++++ DATASET CONTENT ++++

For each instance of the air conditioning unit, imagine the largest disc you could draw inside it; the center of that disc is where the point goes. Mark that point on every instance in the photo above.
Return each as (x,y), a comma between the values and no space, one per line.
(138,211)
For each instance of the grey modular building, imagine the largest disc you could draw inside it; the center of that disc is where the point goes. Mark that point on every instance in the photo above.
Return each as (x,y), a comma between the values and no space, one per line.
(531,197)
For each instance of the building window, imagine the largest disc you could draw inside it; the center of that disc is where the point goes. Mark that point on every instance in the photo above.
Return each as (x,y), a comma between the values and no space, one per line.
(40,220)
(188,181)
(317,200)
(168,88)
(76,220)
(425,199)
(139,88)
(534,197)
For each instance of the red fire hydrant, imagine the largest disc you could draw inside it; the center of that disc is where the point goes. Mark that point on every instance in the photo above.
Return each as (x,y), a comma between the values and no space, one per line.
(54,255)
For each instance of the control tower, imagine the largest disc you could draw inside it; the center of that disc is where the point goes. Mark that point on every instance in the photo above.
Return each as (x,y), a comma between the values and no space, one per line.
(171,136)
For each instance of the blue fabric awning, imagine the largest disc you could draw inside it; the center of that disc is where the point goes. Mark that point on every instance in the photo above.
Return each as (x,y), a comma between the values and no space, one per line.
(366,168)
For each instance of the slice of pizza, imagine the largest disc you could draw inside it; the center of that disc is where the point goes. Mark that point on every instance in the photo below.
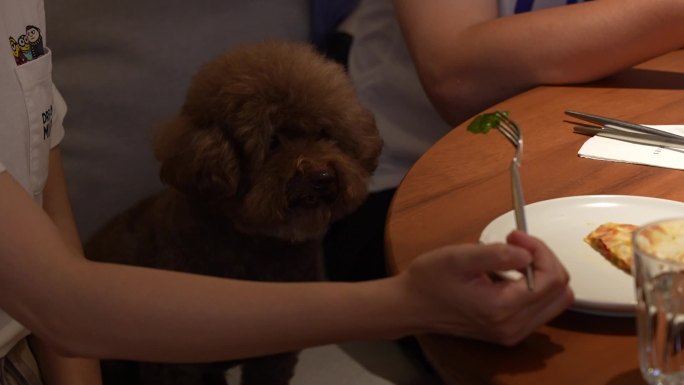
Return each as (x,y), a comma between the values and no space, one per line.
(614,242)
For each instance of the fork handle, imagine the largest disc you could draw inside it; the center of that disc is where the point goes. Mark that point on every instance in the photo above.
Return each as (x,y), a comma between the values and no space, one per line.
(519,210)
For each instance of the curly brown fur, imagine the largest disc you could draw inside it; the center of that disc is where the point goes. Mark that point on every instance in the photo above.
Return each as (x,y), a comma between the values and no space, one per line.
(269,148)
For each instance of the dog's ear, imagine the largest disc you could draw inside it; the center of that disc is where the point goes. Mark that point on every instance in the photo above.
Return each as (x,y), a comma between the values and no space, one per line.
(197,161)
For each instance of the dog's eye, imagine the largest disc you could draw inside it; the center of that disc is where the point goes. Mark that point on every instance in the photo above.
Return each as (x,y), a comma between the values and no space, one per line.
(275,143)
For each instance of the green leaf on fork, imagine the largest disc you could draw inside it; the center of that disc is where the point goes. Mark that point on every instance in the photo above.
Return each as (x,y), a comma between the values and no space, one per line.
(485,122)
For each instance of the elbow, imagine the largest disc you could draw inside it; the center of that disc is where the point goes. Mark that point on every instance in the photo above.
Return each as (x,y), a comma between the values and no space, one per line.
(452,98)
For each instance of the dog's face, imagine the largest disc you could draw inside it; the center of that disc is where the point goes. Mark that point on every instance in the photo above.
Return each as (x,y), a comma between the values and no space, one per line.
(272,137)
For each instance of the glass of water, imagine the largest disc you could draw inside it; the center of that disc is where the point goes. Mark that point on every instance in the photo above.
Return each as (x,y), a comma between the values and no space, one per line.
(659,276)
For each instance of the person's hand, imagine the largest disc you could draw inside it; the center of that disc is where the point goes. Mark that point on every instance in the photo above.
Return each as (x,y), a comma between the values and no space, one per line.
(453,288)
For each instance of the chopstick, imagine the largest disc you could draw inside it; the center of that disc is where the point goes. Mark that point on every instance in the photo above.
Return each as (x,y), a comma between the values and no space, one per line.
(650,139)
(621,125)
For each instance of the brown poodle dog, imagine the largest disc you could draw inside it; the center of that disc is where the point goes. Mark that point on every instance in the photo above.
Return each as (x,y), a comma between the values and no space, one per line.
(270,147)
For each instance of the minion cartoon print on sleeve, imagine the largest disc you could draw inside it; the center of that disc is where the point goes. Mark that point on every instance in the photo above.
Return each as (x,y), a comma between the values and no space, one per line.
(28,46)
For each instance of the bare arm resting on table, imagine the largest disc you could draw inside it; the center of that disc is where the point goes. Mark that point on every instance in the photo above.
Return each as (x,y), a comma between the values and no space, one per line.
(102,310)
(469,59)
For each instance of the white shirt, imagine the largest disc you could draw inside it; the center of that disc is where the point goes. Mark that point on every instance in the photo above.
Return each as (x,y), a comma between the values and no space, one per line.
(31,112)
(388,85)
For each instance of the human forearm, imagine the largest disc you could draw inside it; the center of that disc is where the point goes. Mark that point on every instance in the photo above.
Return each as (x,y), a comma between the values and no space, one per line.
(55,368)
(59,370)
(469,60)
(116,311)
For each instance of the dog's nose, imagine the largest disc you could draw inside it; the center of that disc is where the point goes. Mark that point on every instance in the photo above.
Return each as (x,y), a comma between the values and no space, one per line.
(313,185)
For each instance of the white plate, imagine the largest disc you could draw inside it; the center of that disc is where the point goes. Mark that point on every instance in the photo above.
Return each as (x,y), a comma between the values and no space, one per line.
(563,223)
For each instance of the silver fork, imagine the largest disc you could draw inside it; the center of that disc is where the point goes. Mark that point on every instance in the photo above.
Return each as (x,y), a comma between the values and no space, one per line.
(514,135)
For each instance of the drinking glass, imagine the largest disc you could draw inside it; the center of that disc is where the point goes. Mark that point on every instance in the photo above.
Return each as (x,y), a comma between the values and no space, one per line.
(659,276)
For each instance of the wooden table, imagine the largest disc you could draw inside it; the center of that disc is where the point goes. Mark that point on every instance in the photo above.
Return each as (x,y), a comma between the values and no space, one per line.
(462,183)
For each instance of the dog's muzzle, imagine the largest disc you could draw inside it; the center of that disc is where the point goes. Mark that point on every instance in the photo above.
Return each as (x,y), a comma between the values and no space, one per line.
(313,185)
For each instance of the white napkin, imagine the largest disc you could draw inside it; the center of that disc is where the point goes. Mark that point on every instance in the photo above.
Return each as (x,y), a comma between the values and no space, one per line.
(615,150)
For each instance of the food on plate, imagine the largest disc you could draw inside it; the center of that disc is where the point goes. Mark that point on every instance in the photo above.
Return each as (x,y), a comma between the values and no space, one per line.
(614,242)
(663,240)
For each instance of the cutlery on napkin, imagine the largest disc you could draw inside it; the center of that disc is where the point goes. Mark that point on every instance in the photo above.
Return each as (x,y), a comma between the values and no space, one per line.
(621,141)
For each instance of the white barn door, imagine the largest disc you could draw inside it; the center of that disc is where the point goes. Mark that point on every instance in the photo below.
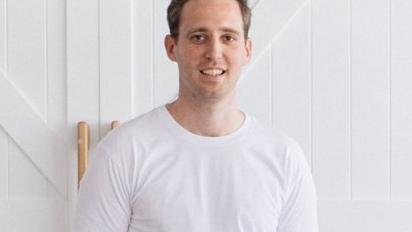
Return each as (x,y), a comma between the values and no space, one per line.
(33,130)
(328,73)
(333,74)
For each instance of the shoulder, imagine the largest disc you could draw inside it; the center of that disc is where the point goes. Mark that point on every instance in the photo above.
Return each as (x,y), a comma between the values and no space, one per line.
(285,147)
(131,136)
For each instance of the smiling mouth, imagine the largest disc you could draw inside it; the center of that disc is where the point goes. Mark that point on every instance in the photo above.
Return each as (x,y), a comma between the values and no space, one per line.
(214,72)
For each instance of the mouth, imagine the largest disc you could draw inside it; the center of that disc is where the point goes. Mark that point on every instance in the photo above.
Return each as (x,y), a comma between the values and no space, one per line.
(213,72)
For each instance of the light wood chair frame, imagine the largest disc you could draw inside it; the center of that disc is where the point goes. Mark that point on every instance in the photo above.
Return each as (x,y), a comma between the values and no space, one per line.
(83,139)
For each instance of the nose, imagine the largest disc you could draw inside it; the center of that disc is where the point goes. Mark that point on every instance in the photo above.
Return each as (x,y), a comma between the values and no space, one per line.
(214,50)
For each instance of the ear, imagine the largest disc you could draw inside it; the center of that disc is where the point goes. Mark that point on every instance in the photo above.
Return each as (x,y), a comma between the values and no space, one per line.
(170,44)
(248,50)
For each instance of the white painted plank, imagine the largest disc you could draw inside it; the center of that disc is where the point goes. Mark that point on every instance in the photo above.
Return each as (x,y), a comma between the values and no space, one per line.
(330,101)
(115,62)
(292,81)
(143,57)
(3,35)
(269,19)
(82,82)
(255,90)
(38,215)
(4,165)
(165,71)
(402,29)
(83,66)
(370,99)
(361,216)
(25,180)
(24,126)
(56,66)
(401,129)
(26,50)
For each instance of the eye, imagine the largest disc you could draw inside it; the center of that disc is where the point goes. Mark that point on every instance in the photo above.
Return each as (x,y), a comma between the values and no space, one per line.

++++

◆ **TASK**
Output only the lines from the one holding "For each instance of the ear, imagine" through the last line above, exactly as they appear.

◆ **THE OUTPUT**
For each instance of the ear, imagine the largest disc you could draw inside it; the center of that disc is where the point goes. Mark that point on every instance in the photo above.
Return each as (x,y), a comma between the values and no space, one per line.
(170,44)
(248,50)
For each instance of the white painted plank, imagine the largest disc you could draw inside it; the center of that disc is where the point goes. Mark that point on every instance in the photo above.
Return each as (x,y), a comma between the values and no space, one per line.
(330,101)
(115,62)
(292,81)
(143,57)
(3,35)
(269,19)
(82,82)
(255,90)
(38,215)
(4,165)
(165,71)
(402,29)
(83,66)
(370,99)
(361,216)
(25,180)
(24,126)
(56,66)
(401,129)
(26,50)
For each instance of the eye, imagine the largest disc you could draw inside it; the center of that disc is where the point goes. Mark that point on every instance in the photo above.
Return each as (x,y), a comma between the values and no space, one per line.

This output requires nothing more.